_Document excerpt_:
If a sculptor, filmmaker or composer is talented enough to produce a group of acolytes, or creates a style that seems irresistibly easy to crib, it hardly matters if the resulting copies are clumsy. An unsuccessful stab at Jackson Pollock-style action painting never did anybody any harm. A terrible Hemingway-esque novel can be stashed benignly on the bottom shelf.

But bad copies of brilliant buildings never disappear, at least not without the help of a wrecking crew, and they can't very easily be camouflaged or tucked out of sight. And when you consider that the vast majority of structures that go up in our cities every year are not designed by professionals -- and are therefore invented completely by means of indirect influence, with contractors often relying on blueprints that are already copies of copies -- you begin to realize that the act of architectural borrowing, in the wrong hands, can be a pretty destructive force.

_Source data_:
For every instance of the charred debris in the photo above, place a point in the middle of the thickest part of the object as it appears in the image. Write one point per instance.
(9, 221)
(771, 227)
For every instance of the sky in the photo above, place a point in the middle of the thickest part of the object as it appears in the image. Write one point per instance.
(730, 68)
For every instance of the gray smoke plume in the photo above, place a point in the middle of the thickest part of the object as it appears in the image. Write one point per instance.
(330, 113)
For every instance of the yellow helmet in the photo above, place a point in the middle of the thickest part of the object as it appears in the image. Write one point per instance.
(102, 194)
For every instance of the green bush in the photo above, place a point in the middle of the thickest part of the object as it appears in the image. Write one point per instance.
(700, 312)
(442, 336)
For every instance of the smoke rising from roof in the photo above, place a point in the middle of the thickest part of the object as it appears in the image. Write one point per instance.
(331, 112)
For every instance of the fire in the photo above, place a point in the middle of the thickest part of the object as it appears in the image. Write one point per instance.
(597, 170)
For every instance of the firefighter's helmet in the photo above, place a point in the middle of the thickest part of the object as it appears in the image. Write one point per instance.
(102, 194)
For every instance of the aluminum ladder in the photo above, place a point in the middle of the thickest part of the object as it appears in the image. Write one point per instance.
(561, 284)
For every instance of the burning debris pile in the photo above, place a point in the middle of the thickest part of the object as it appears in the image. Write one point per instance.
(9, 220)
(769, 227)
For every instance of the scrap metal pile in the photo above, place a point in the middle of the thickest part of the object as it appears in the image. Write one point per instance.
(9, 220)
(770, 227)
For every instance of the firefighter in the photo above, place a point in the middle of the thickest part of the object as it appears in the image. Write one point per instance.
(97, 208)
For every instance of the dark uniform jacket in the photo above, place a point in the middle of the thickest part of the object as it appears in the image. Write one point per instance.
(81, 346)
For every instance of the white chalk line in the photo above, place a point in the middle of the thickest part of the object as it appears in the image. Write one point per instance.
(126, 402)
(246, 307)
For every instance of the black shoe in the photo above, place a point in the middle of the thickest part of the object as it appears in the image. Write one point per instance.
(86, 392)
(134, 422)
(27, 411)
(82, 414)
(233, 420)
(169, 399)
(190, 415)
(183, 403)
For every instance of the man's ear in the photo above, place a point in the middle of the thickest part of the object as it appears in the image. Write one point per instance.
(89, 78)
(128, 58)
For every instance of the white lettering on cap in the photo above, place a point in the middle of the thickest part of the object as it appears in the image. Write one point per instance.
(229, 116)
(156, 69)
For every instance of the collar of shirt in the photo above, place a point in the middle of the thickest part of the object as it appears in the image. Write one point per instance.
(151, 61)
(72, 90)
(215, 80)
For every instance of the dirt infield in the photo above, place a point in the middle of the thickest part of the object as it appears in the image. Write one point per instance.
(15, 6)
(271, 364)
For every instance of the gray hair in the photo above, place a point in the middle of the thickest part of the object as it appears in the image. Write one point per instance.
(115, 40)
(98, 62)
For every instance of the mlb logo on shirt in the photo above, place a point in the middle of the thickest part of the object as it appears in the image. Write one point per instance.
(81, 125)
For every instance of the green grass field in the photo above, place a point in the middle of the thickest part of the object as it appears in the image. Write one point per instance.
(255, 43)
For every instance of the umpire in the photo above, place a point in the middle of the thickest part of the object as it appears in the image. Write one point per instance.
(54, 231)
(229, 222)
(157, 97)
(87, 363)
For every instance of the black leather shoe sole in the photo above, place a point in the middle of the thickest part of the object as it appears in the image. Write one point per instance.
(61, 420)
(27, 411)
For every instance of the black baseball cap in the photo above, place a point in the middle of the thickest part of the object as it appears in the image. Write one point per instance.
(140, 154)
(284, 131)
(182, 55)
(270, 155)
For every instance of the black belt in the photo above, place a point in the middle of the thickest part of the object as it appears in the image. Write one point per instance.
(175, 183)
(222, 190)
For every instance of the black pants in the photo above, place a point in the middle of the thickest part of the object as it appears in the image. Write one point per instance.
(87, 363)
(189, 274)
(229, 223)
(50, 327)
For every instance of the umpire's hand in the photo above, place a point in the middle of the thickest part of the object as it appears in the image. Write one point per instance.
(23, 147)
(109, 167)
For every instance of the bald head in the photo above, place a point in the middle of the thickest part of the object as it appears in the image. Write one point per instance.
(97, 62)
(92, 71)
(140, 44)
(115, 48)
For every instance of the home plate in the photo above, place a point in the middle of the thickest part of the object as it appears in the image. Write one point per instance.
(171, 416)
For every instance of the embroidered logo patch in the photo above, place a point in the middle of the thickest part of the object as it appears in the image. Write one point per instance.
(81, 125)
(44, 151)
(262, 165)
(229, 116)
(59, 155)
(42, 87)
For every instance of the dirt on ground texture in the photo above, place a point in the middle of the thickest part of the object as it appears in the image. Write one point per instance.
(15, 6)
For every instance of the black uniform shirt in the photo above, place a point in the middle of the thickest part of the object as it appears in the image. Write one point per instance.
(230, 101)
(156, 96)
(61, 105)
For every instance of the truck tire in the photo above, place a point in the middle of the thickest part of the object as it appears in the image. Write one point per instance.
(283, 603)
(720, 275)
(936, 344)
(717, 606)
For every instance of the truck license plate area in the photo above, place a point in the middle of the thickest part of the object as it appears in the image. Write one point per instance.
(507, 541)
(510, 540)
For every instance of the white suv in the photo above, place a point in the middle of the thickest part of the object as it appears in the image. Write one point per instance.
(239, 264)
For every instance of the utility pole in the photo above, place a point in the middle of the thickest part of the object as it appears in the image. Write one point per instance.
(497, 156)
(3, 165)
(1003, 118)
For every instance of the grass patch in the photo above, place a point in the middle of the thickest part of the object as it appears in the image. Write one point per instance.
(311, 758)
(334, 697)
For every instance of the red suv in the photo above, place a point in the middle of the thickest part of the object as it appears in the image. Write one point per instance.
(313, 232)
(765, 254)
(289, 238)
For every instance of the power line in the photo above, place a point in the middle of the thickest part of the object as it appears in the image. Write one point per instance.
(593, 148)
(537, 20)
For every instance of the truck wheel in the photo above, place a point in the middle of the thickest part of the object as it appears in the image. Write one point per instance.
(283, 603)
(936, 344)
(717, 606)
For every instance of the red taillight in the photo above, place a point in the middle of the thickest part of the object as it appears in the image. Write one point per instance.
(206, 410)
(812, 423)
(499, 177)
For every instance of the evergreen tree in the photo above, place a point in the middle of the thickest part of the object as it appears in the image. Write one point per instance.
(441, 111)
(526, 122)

_Task 1_:
List the kinds of artist named in the first sentence of the passage on architectural copying.
_Task 2_:
Pick up the passage on architectural copying after its final sentence and carry it on.

_Exercise response 1_:
sculptor, filmmaker, composer

_Exercise response 2_:
Few architects have been as widely, energetically or crudely copied as Palladio. His outsized legacy is partly thanks to the clear, graceful appeal of his designs for villas and churches, but has more to do with the fact that he produced the famous pattern book in architectural history, I Quattro Libri dell'Architettura, or the Four Books on Architecture. It explained in uncompromising but patient prose how to apply the details and proportions of classical architecture to new construction. It also included a much-studied illustration of the Villa Cornaro.